=== What you need to do ===
A faithful transcription of all the data is required.

(Saved entries)
• • • • •

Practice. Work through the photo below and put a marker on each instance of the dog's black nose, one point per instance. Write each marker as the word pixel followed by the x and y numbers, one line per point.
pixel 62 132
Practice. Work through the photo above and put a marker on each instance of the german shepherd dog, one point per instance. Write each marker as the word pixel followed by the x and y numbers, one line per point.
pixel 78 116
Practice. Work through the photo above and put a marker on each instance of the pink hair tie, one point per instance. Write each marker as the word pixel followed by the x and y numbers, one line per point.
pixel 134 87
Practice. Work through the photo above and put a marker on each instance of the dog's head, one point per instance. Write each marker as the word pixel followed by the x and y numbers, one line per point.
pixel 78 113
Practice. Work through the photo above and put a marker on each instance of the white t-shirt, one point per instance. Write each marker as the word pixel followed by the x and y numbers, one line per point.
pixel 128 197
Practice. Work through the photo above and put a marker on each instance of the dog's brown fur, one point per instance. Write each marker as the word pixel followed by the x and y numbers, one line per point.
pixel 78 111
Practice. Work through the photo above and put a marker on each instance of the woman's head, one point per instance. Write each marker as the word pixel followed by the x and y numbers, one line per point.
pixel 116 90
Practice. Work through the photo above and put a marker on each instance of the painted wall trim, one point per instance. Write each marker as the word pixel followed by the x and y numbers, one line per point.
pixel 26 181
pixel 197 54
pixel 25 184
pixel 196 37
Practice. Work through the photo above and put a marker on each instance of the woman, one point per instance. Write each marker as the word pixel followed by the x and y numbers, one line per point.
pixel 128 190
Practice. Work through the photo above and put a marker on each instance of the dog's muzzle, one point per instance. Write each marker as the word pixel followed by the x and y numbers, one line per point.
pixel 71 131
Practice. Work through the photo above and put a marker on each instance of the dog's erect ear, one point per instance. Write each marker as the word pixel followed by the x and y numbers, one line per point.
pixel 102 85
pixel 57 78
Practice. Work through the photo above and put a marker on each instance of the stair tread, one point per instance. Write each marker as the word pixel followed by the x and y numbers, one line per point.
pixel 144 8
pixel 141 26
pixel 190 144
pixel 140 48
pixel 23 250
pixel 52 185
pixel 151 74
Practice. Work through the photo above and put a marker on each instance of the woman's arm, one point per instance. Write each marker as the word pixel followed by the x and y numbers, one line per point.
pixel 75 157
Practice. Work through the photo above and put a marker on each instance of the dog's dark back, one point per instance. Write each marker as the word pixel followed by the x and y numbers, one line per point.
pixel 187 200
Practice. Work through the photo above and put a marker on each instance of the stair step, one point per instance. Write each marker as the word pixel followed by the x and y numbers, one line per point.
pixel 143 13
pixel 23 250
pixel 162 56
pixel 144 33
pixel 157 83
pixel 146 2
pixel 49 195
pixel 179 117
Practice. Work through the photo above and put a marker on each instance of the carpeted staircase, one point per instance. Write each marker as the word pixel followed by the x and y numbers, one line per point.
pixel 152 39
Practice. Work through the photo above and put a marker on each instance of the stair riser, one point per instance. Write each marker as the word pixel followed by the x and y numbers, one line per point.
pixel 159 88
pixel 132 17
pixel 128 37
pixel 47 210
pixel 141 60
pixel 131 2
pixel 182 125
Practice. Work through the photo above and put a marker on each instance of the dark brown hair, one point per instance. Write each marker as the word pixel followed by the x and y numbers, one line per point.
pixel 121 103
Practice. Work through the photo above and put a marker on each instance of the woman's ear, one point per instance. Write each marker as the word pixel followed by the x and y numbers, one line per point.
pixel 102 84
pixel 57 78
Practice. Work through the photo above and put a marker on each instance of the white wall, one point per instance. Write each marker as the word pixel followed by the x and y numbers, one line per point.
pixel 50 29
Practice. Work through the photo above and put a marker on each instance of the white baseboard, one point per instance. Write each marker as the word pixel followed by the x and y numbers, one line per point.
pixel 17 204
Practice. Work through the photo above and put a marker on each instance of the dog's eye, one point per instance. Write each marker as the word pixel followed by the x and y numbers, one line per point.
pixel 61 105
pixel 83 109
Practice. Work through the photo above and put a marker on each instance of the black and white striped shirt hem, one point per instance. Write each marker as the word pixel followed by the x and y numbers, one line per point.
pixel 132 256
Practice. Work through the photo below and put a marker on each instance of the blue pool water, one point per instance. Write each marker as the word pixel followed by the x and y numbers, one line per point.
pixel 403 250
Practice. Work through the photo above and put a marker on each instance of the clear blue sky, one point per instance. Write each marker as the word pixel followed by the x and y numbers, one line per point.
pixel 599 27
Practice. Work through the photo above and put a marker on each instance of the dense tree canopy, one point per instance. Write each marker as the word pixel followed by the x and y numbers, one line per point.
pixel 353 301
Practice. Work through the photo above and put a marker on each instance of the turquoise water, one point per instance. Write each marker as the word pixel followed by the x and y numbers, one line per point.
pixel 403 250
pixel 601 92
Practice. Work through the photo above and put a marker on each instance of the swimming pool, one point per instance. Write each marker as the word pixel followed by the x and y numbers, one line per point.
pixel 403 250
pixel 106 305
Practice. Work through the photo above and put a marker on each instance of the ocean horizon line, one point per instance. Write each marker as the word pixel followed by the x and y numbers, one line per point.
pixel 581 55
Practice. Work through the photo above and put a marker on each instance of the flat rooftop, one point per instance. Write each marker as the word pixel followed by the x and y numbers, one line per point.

• • • • •

=== Reply ===
Practice. Work through the photo below and put a marker on each instance of the dog's black nose, one point per instance. Write each marker as the word pixel followed by the x and y numbers, one line per point.
pixel 62 132
Practice. Work through the photo above and put a marker on each instance of the german shepherd dog, one point per instance. Write each marker as the word pixel followed by the x and y numbers, one line per point.
pixel 78 116
Practice. Work through the photo above and put a marker on each instance of the pink hair tie, one point per instance. Write each marker as the word pixel followed by the x and y numbers, one line per point.
pixel 134 87
Practice. Work through the photo above and put a marker on each instance of the dog's head, one point per instance. Write each marker as the word pixel followed by the x and y numbers, one line per point.
pixel 78 113
Practice. Work through the photo above and put a marker on each instance of the white t-shirt, one point per instance. Write each marker as the word pixel followed by the x and y numbers, one line per point.
pixel 128 197
Practice. Work through the photo above and put a marker on each instance of the dog's brown fur, one point per instance. Write each marker as the word pixel followed by the x and y numbers, one line per point.
pixel 78 111
Practice. Work through the photo above and put a marker on each instance of the woman's head, one point per instance. Write each marker as the word pixel followed by the x and y numbers, one line per point.
pixel 116 90
Practice. Work through the photo above and put a marker on each instance of the painted wall trim, one point per instance. Write each marker as the word pixel followed by the x and y numbers, one line per point.
pixel 26 181
pixel 197 54
pixel 25 184
pixel 196 37
Practice. Work through the photo above and put a marker on each instance of the woman, one point per instance. Write each marker as the word pixel followed by the x and y numbers, one line per point.
pixel 128 190
Practice. Work through the photo above and put a marker on each instance of the dog's muzzle, one point per instance. Write each marker as the word pixel followed by the x and y numbers, one line per point.
pixel 71 131
Practice. Work through the photo above and put a marker on each instance of the dog's erect ear, one point per instance. Write each marker as the word pixel followed by the x and y numbers, one line per point.
pixel 102 85
pixel 57 78
Practice. Work through the photo above and put a marker on each instance of the stair tread, one point per instance. Write each marker as the word pixel followed by the x and y numbers, one line per point.
pixel 144 8
pixel 141 26
pixel 190 144
pixel 140 48
pixel 23 250
pixel 52 185
pixel 151 74
Practice. Work through the photo above and put a marker on each instance of the woman's arm, one point per instance. Write each marker as the word pixel followed by the x and y numbers, one line per point.
pixel 75 157
Practice. Work through the photo above and put a marker on each instance of the dog's dark back, one point per instance. Write each marker as the word pixel followed by the x and y numbers, one line per point.
pixel 187 200
Practice. Work through the photo above and put a marker on each instance of the stair step, one point per instance. Write each marker as the word pixel followed by the x and y numbers, one line per point.
pixel 143 13
pixel 23 250
pixel 162 56
pixel 144 33
pixel 157 83
pixel 146 2
pixel 49 195
pixel 179 117
Practice. Work through the photo above and put a marker on each instance of the carpeted staircase, one point per instance. Write each marker as the word pixel followed by the x and y numbers, one line per point.
pixel 152 39
Practice. Work through the photo above and put a marker on each instance of the stair riser, one point per instance. Write each marker as the word pixel followed by the x and y numbers, one line per point.
pixel 159 88
pixel 132 17
pixel 128 37
pixel 47 210
pixel 141 60
pixel 131 2
pixel 182 125
Practice. Work through the photo above and put a marker on each instance of the dark brown hair, one point per instance. Write each marker as the word pixel followed by the x and y numbers, one line per point.
pixel 121 103
Practice. Work through the photo above and put a marker on each instance of the woman's ear, one point per instance. Write each marker as the word pixel followed by the x and y numbers, one line per point.
pixel 102 84
pixel 57 78
Practice. Work through the photo above and put a marker on each instance of the white wall, one point per instance. Write each marker as the word pixel followed by the x and y numbers, one line per point.
pixel 50 29
Practice. Work through the photo above and put a marker on each instance of the white baseboard, one point per instance. Write each marker as the word pixel followed by the x and y numbers, one line per point.
pixel 17 204
Practice. Work through the photo above and put a marker on each instance of the dog's eye, one point per instance. Write each marker as the word pixel followed by the x and y numbers, one line per point.
pixel 61 105
pixel 83 109
Practice. Work through the photo above and put a marker on each instance of the black and white striped shirt hem, one point per instance. Write each marker as the word pixel followed by the x and y numbers, one line per point.
pixel 132 256
Practice. Work through the photo below and put a marker on each instance of the blue pool water, one point per instance. Write each marker as the word pixel followed by the x and y numbers, one line per point.
pixel 403 250
Practice. Work through the photo above and put a marker on each instance of the clear blue sky, one point per instance. Write each marker as the word pixel followed by the x and y numbers, one line per point.
pixel 599 27
Practice. Work through the photo above and put a marker on each instance of the dense tree canopy, one point per instance. Write each marker as the word pixel followed by the x and y numbers, one line per point.
pixel 353 301
Practice. Work through the photo above and put a marker on each instance of the turquoise water, one point per instance. Write each marker as the word pixel followed by the x and y numbers, one line per point.
pixel 403 250
pixel 601 92
Practice. Work through the photo above and put a marker on each instance of the swimming pool, one point per instance. Write each marker as the word pixel followed by the x and y numbers, one line per point.
pixel 403 250
pixel 106 305
Practice. Work through the photo above and put a marker on each instance of the ocean horizon line, one point per instance. Write each marker as the word pixel followed by the x and y numbers, one line per point.
pixel 581 55
Practice. Work through the photo above and put a marker on each instance of the flat rooftop, one point per instance. Write each marker as the word pixel followed by the x and y numbers, one line per point.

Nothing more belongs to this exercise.